What is expected: Change each "single marker" in the lines below to "single dot" and keep all other text the same.

(Records contained in a dataset)
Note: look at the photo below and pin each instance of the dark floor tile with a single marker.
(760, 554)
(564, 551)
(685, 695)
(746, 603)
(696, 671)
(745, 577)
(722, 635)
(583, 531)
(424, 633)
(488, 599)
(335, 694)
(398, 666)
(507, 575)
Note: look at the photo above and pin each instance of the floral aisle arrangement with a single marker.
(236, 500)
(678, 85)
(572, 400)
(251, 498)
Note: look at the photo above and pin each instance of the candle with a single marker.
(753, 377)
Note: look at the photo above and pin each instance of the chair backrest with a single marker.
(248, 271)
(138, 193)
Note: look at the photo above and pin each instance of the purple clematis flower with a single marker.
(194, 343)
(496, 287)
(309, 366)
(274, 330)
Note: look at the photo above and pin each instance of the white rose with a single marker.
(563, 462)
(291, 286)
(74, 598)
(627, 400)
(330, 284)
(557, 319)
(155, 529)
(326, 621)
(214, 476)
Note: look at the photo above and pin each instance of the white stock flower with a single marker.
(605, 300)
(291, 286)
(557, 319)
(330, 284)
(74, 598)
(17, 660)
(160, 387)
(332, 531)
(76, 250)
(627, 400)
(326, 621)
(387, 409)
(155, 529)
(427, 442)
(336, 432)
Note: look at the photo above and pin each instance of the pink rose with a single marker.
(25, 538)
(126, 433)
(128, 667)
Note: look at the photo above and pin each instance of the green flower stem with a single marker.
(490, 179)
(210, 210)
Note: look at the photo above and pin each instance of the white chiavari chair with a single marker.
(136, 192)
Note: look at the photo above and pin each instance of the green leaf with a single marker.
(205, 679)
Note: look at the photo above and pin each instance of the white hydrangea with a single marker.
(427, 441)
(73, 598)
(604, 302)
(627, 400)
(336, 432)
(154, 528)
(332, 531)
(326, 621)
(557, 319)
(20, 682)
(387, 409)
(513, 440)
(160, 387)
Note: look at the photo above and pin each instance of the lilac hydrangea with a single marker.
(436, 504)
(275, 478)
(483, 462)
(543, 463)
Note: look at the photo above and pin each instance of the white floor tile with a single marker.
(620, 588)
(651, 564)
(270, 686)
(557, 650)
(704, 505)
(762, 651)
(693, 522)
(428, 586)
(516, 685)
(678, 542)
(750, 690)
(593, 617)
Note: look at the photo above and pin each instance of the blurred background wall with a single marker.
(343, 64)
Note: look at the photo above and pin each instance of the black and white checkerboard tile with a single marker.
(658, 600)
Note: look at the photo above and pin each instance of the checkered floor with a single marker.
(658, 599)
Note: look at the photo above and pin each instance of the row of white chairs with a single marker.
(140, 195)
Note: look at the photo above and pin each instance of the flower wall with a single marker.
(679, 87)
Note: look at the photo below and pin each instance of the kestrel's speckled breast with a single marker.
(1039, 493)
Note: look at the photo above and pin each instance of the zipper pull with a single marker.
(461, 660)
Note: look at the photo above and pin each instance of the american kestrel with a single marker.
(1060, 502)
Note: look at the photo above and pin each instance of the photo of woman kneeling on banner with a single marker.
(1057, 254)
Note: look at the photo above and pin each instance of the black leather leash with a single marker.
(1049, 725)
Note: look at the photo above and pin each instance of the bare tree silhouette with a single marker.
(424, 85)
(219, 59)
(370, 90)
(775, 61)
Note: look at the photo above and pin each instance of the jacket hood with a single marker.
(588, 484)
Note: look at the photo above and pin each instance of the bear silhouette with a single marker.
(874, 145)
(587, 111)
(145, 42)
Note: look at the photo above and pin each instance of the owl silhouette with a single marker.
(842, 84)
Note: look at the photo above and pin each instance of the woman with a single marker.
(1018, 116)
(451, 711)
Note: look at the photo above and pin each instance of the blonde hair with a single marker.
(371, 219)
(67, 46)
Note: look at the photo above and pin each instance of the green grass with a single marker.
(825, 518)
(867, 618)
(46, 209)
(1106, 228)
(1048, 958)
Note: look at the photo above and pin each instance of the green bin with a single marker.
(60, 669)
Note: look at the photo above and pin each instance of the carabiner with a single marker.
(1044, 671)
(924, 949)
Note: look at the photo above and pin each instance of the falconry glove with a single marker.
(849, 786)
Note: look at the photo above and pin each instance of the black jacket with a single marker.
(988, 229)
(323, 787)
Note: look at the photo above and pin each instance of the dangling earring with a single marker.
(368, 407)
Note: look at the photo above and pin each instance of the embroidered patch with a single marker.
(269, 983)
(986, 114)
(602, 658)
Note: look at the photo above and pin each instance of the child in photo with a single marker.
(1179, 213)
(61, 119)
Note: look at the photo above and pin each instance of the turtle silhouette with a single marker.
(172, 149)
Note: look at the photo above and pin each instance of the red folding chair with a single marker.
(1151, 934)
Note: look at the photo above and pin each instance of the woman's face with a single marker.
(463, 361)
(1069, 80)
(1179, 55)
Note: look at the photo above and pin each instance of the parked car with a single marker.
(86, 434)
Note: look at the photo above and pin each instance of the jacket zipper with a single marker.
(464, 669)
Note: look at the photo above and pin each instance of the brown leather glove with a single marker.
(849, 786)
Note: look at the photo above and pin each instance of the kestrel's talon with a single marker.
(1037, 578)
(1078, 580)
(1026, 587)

Task solution:
Note: look at the photo below and pin each instance of the dark floor tile with a single dot.
(760, 554)
(564, 551)
(685, 695)
(746, 603)
(696, 671)
(745, 577)
(722, 635)
(583, 531)
(424, 633)
(488, 599)
(335, 694)
(398, 666)
(507, 575)
Note: look at the photo above and pin each instance of the floral aisle arrangement with a single dot.
(236, 500)
(678, 85)
(572, 400)
(251, 498)
Note: look at the photo above and pin each instance of the candle with a single dot.
(753, 377)
Note: look at the photo above and pin each instance of the chair backrest with a single dot.
(248, 271)
(138, 193)
Note: look at the photo above and pin each instance of the purple clematis flower with a single dot.
(194, 343)
(496, 287)
(309, 366)
(274, 330)
Note: look at the photo above and pin each instance of the white rose with a single dot.
(563, 462)
(291, 286)
(74, 598)
(627, 400)
(330, 284)
(557, 319)
(155, 529)
(326, 621)
(214, 476)
Note: look at the photo above and pin each instance of the white stock flower with a single dot.
(605, 300)
(291, 286)
(557, 319)
(330, 284)
(74, 598)
(17, 660)
(160, 387)
(332, 531)
(76, 250)
(627, 400)
(326, 621)
(387, 409)
(155, 529)
(427, 442)
(336, 432)
Note: look at the photo above and pin each instance of the pink rose with a single dot.
(25, 538)
(126, 433)
(128, 667)
Note: look at the photo above and pin each instance of the green flower stem with a single dot.
(490, 179)
(210, 210)
Note: look at the photo above and pin each instance of the white chiavari chair with a single dot.
(136, 192)
Note: look at the photo above and pin each instance of the green leaf with a single dot.
(205, 679)
Note: look at the photo above and pin each instance of the white hydrangea with a single dot.
(427, 441)
(73, 598)
(604, 302)
(627, 400)
(336, 432)
(154, 528)
(332, 531)
(326, 621)
(557, 319)
(20, 682)
(387, 409)
(513, 440)
(160, 387)
Note: look at the photo above and pin each instance of the lilac hydrangea with a single dot.
(436, 504)
(275, 478)
(483, 462)
(543, 463)
Note: look at the photo above and pin each instance of the white floor tile with a single dot.
(620, 588)
(651, 564)
(270, 686)
(557, 650)
(704, 505)
(762, 651)
(693, 522)
(428, 586)
(516, 685)
(678, 542)
(750, 690)
(593, 617)
Note: look at the photo above and pin each instance of the blurred background wall with a single dot.
(343, 64)
Note: look at the photo above and pin each instance of the black and white checkerboard tile with a single dot.
(658, 600)
Note: look at the photo above and pin each instance of the checkered floor with a single dot.
(658, 599)
Note: look at the photo above and pin each instance of the row of white chairs with a single dot.
(140, 195)
Note: look at the photo above and pin each instance of the flower wall with a single dot.
(679, 87)
Note: look at the photo below and pin each instance of the kestrel's speckled breast with a single dot.
(1039, 493)
Note: look at the photo above and pin each instance of the zipper pull with a single dot.
(461, 660)
Note: look at the photo above and pin each instance of the american kestrel with a single dot.
(1060, 502)
Note: look at the photo above and pin each instance of the photo of woman kneeling on banner with a single dot.
(1057, 254)
Note: look at the photo above and pin each instance of the black leather leash with a single dot.
(1049, 725)
Note: look at the photo above and pin each instance of the bare tree silhouette with a single dot.
(424, 85)
(219, 59)
(370, 90)
(775, 61)
Note: look at the photo above and pin each instance of the jacket hood with a single dot.
(588, 484)
Note: look at the photo above and pin each instance of the bear silhouette with a single dot.
(874, 145)
(587, 111)
(145, 42)
Note: look at the photo above and pin each instance of the owl silhouette with a single dot.
(842, 84)
Note: look at the photo above and pin each instance of the woman with a single dot.
(1018, 116)
(451, 711)
Note: look at the photo above and pin each instance of the blonde hair with a single dot.
(371, 219)
(67, 46)
Note: look at the photo above and pin each instance of the green grass with a single dot.
(825, 518)
(867, 618)
(46, 209)
(1106, 228)
(1048, 958)
Note: look at the photo above and pin each instance of the green bin with a single dot.
(60, 669)
Note: look at the photo above and pin each instance of the carabiner with a single dot.
(1044, 671)
(924, 949)
Note: look at the photo above and pin each instance of the falconry glove with a single dot.
(849, 786)
Note: look at the photo above and pin each instance of the black jacket with a single dot.
(988, 229)
(323, 787)
Note: look at the photo above and pin each instance of the dangling earring with a single dot.
(368, 407)
Note: look at the photo above and pin each instance of the embroidered patch with a single dot.
(269, 983)
(986, 114)
(602, 658)
Note: look at the photo above and pin each instance of the child in photo with a single dot.
(1179, 213)
(61, 119)
Note: look at the photo above and pin each instance of the turtle silhouette with a single dot.
(172, 149)
Note: look at the photo above and pin each instance of the red folding chair with a single dot.
(1151, 934)
Note: look at the photo above and pin each instance of the woman's face with a single dot.
(463, 361)
(1069, 80)
(1179, 55)
Note: look at the photo above and pin each instance of the parked car with a single dot.
(86, 434)
Note: look at the photo above and pin each instance of the jacket zipper with a single dot.
(464, 669)
Note: look at the photo above and pin each instance of the brown leather glove with a single dot.
(849, 786)
Note: look at the photo above and pin each instance of the kestrel's talon with a single dot.
(1037, 578)
(1078, 580)
(1026, 587)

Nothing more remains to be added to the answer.